- _Requirement_
Pull out every line of the data below that contains the word "shadow".

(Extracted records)
────────────────

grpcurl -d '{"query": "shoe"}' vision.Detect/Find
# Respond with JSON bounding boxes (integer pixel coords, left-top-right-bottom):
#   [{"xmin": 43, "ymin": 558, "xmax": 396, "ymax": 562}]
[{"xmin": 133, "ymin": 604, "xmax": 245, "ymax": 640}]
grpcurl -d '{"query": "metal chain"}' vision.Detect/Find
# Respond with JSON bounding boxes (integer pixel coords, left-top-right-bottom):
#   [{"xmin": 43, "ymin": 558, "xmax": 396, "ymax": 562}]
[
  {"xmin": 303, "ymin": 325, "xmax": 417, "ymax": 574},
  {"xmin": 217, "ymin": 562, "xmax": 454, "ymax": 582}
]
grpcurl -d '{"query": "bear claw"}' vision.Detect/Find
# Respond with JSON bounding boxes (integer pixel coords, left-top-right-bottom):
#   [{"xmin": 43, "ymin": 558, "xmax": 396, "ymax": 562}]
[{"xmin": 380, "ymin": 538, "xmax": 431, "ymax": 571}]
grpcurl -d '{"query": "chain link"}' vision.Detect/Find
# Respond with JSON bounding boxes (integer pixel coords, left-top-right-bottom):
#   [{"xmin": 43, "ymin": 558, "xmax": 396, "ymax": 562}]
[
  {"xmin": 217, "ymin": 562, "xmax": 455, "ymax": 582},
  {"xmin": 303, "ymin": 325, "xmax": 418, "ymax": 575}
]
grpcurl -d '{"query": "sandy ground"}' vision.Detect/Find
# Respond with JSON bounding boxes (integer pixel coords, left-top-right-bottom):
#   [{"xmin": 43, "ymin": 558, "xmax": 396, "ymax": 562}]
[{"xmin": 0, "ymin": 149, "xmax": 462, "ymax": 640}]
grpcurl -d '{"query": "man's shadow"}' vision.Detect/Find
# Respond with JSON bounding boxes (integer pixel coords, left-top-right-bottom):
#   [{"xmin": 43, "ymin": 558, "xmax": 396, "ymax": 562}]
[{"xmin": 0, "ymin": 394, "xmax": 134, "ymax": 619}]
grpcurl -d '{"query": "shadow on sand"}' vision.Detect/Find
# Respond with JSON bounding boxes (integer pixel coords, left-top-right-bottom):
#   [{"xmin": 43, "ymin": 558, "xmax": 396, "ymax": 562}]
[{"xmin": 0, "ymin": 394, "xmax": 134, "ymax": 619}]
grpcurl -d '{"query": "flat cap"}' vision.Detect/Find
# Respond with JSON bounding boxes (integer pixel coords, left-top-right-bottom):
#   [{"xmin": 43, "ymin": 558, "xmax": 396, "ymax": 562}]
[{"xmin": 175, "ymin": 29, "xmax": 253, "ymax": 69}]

────────────────

- _Worked answer_
grpcurl -d '{"query": "man's shadow"}' vision.Detect/Find
grpcurl -d '{"query": "shadow on sand"}' vision.Detect/Find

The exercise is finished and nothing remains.